TASK DETAILS —
Output the lines below as a numbered list, skipping blank lines and omitting the pictures.

RECORDS TO USE —
--

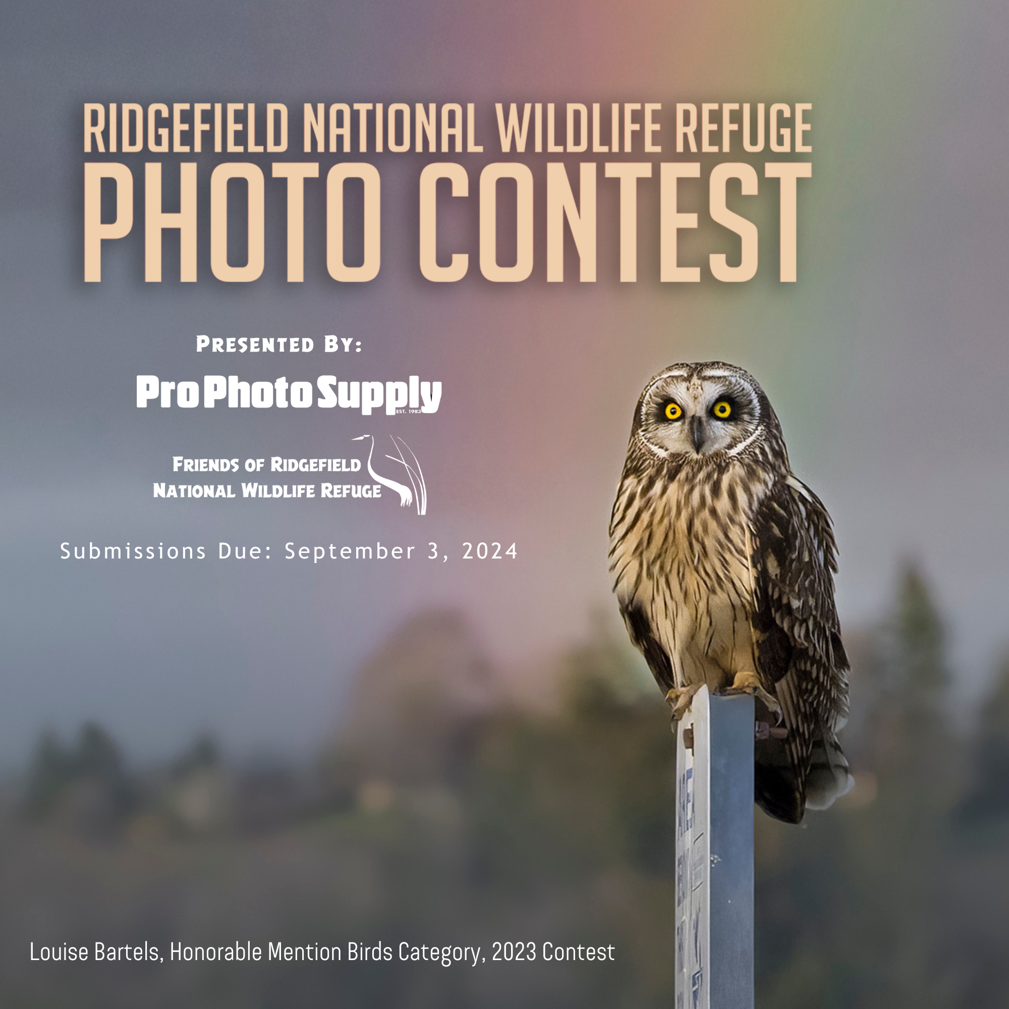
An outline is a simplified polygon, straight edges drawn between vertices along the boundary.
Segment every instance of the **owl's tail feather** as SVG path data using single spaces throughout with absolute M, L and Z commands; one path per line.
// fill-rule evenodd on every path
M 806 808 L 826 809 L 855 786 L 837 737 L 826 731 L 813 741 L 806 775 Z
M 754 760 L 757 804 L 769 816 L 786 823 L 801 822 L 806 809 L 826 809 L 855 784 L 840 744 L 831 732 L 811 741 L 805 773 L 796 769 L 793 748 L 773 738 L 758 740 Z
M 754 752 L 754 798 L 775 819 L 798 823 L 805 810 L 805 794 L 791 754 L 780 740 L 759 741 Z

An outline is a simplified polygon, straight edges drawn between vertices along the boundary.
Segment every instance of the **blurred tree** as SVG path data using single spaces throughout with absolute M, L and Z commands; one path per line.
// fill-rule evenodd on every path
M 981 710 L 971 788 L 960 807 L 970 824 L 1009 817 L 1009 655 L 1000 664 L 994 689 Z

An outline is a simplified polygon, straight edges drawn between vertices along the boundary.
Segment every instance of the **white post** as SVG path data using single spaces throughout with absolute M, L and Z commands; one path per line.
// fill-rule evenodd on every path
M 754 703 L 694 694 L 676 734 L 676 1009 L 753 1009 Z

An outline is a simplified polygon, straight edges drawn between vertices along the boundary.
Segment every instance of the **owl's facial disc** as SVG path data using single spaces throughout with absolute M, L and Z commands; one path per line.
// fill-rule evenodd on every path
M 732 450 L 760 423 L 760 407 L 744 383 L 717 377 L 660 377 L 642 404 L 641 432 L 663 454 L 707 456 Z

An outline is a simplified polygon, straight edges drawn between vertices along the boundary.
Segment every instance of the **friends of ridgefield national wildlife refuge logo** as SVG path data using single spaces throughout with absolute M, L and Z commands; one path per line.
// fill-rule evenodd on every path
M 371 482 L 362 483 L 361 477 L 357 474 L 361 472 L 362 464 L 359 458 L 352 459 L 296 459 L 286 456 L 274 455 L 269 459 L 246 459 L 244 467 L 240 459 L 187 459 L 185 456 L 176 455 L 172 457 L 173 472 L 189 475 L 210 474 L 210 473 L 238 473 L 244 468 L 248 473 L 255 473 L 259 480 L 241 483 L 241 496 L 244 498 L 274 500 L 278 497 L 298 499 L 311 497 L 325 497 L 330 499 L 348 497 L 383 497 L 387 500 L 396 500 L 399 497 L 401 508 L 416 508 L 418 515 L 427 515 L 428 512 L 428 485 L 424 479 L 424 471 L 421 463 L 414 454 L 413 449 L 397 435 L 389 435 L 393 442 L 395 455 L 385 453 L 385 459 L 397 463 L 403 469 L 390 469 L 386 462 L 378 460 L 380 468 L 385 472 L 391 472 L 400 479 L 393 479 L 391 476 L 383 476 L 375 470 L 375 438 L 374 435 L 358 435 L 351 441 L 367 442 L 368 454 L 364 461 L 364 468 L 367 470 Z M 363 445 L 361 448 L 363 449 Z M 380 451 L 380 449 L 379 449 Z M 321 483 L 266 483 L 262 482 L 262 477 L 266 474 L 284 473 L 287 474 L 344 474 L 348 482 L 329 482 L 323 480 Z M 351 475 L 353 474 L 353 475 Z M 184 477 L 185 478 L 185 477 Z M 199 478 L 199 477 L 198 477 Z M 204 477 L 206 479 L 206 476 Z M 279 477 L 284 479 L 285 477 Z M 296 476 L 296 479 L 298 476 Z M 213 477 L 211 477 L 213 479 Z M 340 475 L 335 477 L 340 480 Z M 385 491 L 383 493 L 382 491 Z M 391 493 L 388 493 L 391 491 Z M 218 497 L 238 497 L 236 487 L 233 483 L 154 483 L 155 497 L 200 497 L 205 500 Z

--

EXPECTED ANSWER —
1. An outline is a simplified polygon, straight edges drawn between vertices along the boundary.
2. Segment every instance of the **owl's tail feather** as SVG path data using single spaces throughout with absolute M, L and Z commands; one path per line.
3. // fill-rule evenodd on every path
4. M 806 808 L 826 809 L 855 786 L 837 737 L 826 731 L 813 741 L 806 775 Z
5. M 754 760 L 757 804 L 769 816 L 786 823 L 801 822 L 806 809 L 826 809 L 855 784 L 840 744 L 831 732 L 811 741 L 805 773 L 796 769 L 793 748 L 773 738 L 758 740 Z
6. M 754 752 L 754 798 L 775 819 L 798 823 L 805 810 L 805 794 L 791 754 L 780 740 L 759 741 Z
7. An outline is a simplified polygon, straight edges drawn between vertices along the boundary.
8. Segment every instance of the **blurred tree** as SVG path data using single spaces throughout with absolute M, L and Z commands; one path per line.
9. // fill-rule evenodd on every path
10. M 981 710 L 971 788 L 960 807 L 970 824 L 1009 817 L 1009 655 L 1000 664 L 994 689 Z
11. An outline is a simplified polygon, straight edges drawn between vertices along the boundary.
12. Segment every instance of the **white post** as SVG path data using single spaces throughout with absolute M, L and Z commands; one path per line.
13. // fill-rule evenodd on every path
14. M 754 703 L 694 694 L 676 734 L 676 1009 L 753 1009 Z
15. An outline is a simplified polygon, straight edges drawn between vertices along the boundary.
16. Segment every instance of the **owl's facial disc** as SVG path data using single spaces throughout with absolute M, L and Z commands; one path per line.
17. // fill-rule evenodd on every path
18. M 732 450 L 760 423 L 760 407 L 744 383 L 717 377 L 660 377 L 642 404 L 641 432 L 663 454 L 707 456 Z
19. An outline is a simplified polygon, straight edges drawn between vertices along the boundary.
20. Segment every instance of the **friends of ridgefield national wildlife refuge logo** as SVG path data using single spaces throughout with absolute M, L and Z commands; one path per line.
21. // fill-rule evenodd on every path
22. M 371 482 L 362 483 L 361 477 L 357 474 L 361 472 L 362 464 L 359 458 L 352 459 L 296 459 L 286 456 L 274 455 L 269 459 L 246 459 L 244 467 L 240 459 L 187 459 L 185 456 L 176 455 L 172 457 L 173 472 L 189 475 L 210 474 L 210 473 L 238 473 L 244 468 L 248 473 L 255 473 L 259 480 L 241 483 L 241 496 L 244 498 L 274 500 L 278 497 L 298 499 L 311 497 L 325 497 L 330 499 L 348 497 L 383 497 L 387 500 L 396 500 L 399 497 L 401 508 L 416 508 L 418 515 L 427 515 L 428 512 L 428 485 L 424 479 L 424 471 L 421 463 L 414 454 L 413 449 L 397 435 L 389 435 L 393 442 L 395 455 L 385 453 L 385 459 L 397 463 L 403 469 L 390 469 L 386 462 L 378 460 L 380 468 L 385 472 L 391 472 L 400 479 L 393 479 L 391 476 L 383 476 L 375 470 L 375 438 L 374 435 L 358 435 L 351 441 L 367 442 L 368 454 L 364 461 L 364 468 L 367 470 Z M 363 445 L 361 448 L 363 449 Z M 380 451 L 380 449 L 379 449 Z M 321 483 L 266 483 L 262 482 L 262 477 L 266 474 L 284 473 L 287 474 L 344 474 L 348 482 L 329 482 L 323 480 Z M 351 475 L 353 474 L 353 475 Z M 184 477 L 185 478 L 185 477 Z M 199 478 L 199 477 L 198 477 Z M 204 477 L 206 479 L 206 476 Z M 279 477 L 284 479 L 285 477 Z M 296 476 L 296 479 L 298 476 Z M 213 477 L 211 477 L 213 479 Z M 340 475 L 335 477 L 340 480 Z M 385 491 L 383 493 L 382 491 Z M 391 493 L 388 493 L 391 491 Z M 218 497 L 238 497 L 236 487 L 233 483 L 154 483 L 155 497 L 200 497 L 205 500 Z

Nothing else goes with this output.